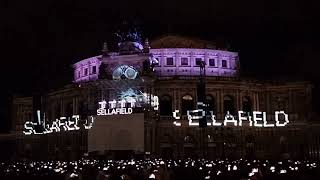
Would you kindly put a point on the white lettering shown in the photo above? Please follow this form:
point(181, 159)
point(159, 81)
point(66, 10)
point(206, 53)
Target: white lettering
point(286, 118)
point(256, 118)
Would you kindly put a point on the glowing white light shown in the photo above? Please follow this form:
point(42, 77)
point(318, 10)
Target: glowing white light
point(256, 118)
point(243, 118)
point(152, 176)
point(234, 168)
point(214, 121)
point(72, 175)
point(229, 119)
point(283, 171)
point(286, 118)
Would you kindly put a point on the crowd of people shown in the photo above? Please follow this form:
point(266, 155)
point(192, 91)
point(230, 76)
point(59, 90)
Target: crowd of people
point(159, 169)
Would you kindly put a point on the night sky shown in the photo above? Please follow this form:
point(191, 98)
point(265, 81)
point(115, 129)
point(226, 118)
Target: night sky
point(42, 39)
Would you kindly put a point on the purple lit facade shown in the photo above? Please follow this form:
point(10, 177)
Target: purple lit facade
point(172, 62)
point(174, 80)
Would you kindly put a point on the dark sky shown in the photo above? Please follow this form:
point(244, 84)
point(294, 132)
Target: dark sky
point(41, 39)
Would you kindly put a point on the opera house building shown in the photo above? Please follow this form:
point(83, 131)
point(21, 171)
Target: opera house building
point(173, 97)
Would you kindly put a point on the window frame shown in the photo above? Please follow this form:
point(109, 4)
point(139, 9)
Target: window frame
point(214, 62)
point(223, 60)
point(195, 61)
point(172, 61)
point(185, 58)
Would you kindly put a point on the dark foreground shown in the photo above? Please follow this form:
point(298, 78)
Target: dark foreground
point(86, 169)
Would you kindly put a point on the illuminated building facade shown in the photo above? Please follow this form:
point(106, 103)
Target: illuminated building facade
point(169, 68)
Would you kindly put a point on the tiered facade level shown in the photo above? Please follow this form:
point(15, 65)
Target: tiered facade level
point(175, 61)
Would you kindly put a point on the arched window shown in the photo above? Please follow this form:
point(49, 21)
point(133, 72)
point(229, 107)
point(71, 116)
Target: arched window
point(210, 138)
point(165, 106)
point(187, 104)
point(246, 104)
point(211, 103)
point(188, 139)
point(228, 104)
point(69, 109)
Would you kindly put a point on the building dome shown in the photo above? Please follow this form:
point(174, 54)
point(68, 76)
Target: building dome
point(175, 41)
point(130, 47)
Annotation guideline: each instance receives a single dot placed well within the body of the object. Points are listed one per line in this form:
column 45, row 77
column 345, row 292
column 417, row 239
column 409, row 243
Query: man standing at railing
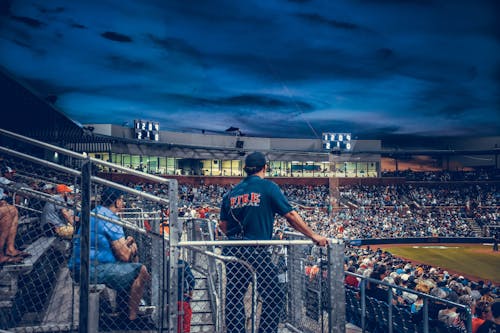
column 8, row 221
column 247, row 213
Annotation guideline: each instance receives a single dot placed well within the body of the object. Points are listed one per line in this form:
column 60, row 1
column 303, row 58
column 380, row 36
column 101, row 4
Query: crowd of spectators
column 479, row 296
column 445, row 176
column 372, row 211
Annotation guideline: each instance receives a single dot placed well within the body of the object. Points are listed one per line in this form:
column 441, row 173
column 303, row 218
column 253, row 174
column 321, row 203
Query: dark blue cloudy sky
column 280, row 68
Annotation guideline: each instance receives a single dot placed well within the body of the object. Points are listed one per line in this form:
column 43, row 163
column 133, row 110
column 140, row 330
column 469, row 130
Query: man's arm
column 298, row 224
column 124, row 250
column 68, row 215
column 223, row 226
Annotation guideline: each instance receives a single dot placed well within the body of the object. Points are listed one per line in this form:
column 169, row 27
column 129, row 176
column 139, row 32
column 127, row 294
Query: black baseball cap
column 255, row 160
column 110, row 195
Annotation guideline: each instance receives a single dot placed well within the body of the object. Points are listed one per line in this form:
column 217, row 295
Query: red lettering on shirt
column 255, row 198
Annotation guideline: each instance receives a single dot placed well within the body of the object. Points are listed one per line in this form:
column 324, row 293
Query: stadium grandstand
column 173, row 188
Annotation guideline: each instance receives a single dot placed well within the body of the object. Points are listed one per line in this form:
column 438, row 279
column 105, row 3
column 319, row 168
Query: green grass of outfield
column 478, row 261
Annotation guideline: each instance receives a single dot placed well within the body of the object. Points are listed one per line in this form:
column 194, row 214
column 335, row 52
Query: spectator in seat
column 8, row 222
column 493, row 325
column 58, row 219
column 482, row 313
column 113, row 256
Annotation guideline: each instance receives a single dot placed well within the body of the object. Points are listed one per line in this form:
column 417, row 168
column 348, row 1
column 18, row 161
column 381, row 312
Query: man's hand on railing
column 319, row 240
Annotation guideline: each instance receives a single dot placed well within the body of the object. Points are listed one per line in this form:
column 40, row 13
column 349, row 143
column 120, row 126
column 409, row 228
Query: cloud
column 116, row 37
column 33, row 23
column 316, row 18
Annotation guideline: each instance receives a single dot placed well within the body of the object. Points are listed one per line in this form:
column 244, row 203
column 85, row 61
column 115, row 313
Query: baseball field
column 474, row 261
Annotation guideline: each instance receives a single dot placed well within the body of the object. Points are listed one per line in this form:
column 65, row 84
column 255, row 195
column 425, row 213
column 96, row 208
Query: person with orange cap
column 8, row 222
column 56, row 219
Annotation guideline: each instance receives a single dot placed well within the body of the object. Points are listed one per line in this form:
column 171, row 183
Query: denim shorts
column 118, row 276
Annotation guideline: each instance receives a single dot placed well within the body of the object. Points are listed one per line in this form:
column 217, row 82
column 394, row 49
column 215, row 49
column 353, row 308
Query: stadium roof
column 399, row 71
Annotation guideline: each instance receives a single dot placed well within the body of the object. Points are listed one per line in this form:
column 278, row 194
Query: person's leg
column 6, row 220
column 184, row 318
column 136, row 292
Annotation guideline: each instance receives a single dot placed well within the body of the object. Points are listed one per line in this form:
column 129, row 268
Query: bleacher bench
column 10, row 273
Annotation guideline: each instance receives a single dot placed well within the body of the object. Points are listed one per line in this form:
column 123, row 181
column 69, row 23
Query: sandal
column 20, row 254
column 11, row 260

==

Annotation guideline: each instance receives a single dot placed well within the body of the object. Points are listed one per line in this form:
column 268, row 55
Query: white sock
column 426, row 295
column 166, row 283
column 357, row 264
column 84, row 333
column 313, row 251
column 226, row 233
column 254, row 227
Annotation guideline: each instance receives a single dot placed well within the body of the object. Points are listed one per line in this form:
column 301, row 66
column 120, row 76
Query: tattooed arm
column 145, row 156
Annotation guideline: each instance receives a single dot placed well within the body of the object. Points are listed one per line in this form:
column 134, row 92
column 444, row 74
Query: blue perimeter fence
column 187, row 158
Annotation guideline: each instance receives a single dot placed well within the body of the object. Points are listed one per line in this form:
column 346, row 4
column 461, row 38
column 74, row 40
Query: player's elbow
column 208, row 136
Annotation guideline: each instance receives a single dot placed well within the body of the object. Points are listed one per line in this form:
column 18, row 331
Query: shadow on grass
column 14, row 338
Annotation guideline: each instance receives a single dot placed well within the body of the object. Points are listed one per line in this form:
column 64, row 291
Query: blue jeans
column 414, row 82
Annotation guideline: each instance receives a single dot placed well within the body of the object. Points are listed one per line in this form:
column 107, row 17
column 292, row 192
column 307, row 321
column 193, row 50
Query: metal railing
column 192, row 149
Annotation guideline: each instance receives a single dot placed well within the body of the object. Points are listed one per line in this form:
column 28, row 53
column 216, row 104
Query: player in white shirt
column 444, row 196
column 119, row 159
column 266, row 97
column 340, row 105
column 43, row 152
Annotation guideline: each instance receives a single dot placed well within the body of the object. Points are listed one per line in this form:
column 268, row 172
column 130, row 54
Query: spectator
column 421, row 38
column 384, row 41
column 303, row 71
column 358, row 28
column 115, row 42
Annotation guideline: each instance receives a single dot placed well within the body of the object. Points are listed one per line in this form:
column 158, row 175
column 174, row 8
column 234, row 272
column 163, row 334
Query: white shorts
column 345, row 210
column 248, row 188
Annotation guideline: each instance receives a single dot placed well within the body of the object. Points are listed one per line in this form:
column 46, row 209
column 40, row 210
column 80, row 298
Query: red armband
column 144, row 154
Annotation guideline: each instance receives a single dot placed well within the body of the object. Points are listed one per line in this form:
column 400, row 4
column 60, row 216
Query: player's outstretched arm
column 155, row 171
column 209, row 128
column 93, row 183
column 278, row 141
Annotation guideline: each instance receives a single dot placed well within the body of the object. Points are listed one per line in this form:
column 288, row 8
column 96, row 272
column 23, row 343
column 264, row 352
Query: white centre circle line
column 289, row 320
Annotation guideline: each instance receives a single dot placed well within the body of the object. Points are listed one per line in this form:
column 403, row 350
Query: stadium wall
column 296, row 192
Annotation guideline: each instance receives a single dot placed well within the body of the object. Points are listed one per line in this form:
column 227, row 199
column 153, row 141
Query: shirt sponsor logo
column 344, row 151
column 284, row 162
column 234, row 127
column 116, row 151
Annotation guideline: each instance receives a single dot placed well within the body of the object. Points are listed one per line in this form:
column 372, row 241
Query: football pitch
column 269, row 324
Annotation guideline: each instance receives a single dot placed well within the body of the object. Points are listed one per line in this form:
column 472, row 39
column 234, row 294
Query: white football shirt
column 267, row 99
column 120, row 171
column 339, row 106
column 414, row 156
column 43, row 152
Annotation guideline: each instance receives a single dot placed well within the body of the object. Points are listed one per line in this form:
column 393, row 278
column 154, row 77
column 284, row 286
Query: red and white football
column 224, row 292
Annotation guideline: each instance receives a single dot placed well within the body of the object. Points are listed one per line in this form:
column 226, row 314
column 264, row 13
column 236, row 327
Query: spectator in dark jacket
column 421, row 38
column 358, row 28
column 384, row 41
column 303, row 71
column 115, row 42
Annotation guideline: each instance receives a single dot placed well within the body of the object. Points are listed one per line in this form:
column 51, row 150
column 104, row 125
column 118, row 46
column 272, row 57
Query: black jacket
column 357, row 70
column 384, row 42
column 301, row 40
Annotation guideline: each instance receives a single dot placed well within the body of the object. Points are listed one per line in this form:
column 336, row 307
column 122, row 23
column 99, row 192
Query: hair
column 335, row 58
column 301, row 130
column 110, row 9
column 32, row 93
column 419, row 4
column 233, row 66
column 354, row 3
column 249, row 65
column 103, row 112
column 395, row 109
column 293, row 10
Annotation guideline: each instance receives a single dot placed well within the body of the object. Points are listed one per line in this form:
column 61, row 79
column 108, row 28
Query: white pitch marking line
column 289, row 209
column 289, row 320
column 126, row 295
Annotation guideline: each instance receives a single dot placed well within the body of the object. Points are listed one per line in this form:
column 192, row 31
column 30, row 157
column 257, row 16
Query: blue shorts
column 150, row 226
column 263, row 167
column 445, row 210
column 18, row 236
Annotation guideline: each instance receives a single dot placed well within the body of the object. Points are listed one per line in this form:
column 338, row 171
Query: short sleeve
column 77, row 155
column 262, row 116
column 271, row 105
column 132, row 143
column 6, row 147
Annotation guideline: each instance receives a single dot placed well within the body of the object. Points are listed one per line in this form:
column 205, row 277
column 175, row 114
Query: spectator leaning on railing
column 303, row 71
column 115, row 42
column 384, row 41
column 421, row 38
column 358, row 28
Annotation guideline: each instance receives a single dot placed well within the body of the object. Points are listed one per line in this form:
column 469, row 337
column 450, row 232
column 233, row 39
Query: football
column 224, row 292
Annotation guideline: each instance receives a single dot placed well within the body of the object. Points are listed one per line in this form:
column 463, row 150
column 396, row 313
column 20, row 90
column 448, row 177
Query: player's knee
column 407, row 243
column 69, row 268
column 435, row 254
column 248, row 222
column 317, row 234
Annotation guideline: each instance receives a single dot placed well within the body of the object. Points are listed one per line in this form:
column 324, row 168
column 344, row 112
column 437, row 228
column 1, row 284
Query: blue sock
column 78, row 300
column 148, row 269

What you need to do:
What you give back should be only the lines of the records above, starting at the line with "Target: tiered facade level" and ending at the line with "column 409, row 243", restated word for word.

Finished task:
Target: tiered facade level
point(175, 61)
Would you kindly put a point on the arched window shown in the photo above? Please follow this form:
point(49, 21)
point(133, 72)
point(229, 107)
point(71, 116)
Target: arched window
point(210, 138)
point(165, 106)
point(187, 104)
point(246, 104)
point(211, 103)
point(188, 139)
point(228, 104)
point(69, 109)
Would you kindly put a point on the building dome shown in the photo above? Please follow this form:
point(174, 54)
point(68, 76)
Target: building dome
point(175, 41)
point(130, 47)
Annotation guideline: each instance receives a single dot placed well within the body of the object. Points are listed one per line in this form:
column 45, row 77
column 345, row 292
column 417, row 239
column 409, row 243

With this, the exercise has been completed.